___ DATA SECTION

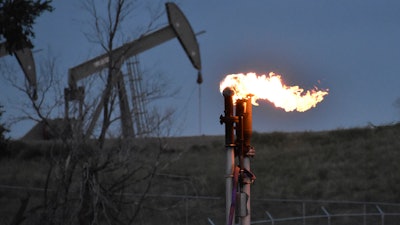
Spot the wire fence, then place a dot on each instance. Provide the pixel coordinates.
(275, 211)
(310, 212)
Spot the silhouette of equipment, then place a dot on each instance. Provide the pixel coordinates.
(178, 27)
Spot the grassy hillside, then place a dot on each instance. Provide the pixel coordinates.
(359, 164)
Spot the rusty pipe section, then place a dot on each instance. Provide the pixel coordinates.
(238, 120)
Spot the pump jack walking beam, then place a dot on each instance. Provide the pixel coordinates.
(178, 27)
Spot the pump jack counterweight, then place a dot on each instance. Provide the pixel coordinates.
(178, 27)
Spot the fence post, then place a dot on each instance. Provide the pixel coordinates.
(365, 213)
(327, 214)
(304, 212)
(382, 214)
(270, 217)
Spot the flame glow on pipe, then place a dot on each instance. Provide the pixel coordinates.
(271, 88)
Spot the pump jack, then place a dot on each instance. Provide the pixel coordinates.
(178, 27)
(25, 60)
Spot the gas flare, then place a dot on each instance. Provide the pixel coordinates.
(271, 88)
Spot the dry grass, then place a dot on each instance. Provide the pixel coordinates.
(359, 164)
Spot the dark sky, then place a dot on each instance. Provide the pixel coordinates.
(348, 47)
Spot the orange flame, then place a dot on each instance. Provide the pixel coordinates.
(271, 88)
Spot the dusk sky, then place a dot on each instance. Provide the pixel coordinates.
(351, 48)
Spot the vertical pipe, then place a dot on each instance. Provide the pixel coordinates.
(244, 132)
(247, 132)
(230, 148)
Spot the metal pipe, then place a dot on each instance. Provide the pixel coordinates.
(228, 119)
(244, 133)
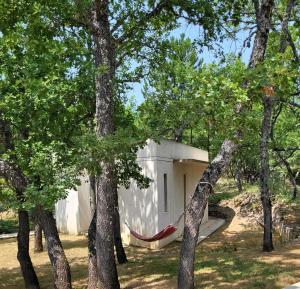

______

GIVEN TASK>
Could you rewrite the listing above with every "place a dot on" changed to "mark", keeping everything else the same and leaving out the pictures?

TASK ANSWER>
Spot the wire fence, then mark each instance. Provide the pixel coordinates.
(275, 211)
(310, 212)
Spot the silhouette of equipment, then mark each instance. Provide the pixel coordinates.
(178, 27)
Spot the grassy hillside, then mark each instance. Provide the pixel coordinates.
(359, 164)
Spot the rusty pipe section, then mark each instance. Provide the pixel coordinates.
(238, 120)
Spot the pump jack walking beam, then mark each instance. Provide the pixel coordinates.
(178, 27)
Spot the pump jack counterweight, then mark each instance. Provide the pixel coordinates.
(178, 27)
Spot the fence post, then mark each instance. Provide the pixel coordinates.
(365, 213)
(327, 214)
(304, 212)
(382, 214)
(270, 217)
Spot the flame glow on pipe, then mark each instance. Provide the pixel coordinates.
(271, 88)
Spot the pump jack, then mark each instance. Provide the pixel coordinates.
(178, 27)
(25, 60)
Spot the gas flare, then mark each instance. Provide the pixel coordinates.
(271, 88)
Spot the dry grass, then mark each instance. Provide the pixel coordinates.
(359, 164)
Spot the dark sky, then mark each instance. Provide the pixel coordinates.
(348, 47)
Spot the orange flame, then mark each instance. Provide the pixel coordinates.
(271, 88)
Spot the dusk sky, then mark each instance. Provide the pixel coordinates.
(351, 48)
Spot the vertical pipe, then mark each instance. Provide the pixel coordinates.
(244, 132)
(247, 132)
(230, 148)
Spot the metal pipe, then mark each instance. Provide the pixel coordinates.
(228, 119)
(244, 133)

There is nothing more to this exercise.